- **Task description**
Update the entries from the line containing "on water shown above." through the end of the entries, putting "lake water" in place of "river water" and leaving everything else unchanged. Omit the pictures.

— BEGIN Information given —

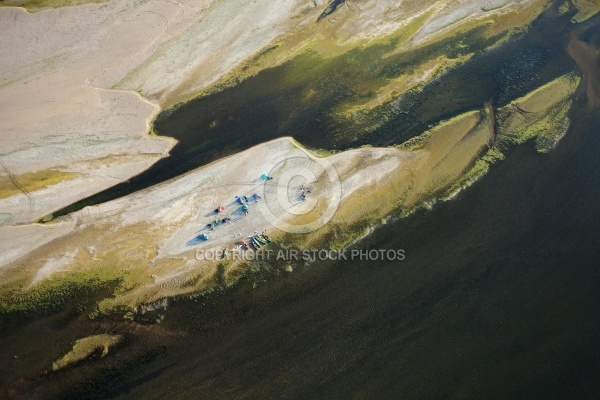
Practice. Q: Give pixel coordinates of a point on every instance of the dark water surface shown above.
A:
(498, 298)
(300, 98)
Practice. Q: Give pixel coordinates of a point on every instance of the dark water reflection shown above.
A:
(498, 298)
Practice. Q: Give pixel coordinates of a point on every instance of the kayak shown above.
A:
(260, 239)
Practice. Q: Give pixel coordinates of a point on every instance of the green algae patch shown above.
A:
(86, 347)
(37, 5)
(11, 185)
(80, 290)
(542, 114)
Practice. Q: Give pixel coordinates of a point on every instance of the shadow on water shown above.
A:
(496, 299)
(300, 99)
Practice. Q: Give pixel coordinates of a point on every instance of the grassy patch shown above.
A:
(35, 5)
(86, 347)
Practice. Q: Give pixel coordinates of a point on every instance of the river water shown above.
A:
(497, 298)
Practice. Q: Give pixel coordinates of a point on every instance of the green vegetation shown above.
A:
(78, 289)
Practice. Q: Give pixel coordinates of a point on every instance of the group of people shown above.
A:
(304, 191)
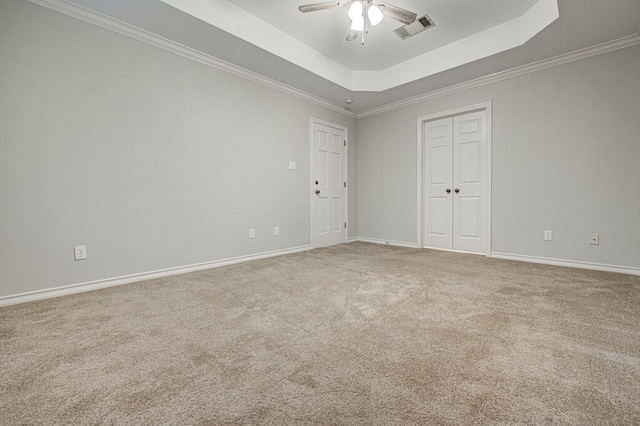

— END Information given —

- **Finished answer**
Practice. Q: Give pixel coordinates of a point on every instance of the shadow on water shown above.
A:
(496, 299)
(300, 99)
Practice. Q: Give pixel coordinates of a point on every instance of the grassy patch shown above.
A:
(35, 5)
(86, 347)
Practice. Q: Give pixel coordinates of a point on every instance of the lake water shown above.
A:
(497, 298)
Practice. Q: Give pixel coordinates of a point on every instance of the green vegetation shown above.
A:
(78, 289)
Practice. Q: Give pixel coordinates of a point on every instance of the group of people shown above.
A:
(304, 191)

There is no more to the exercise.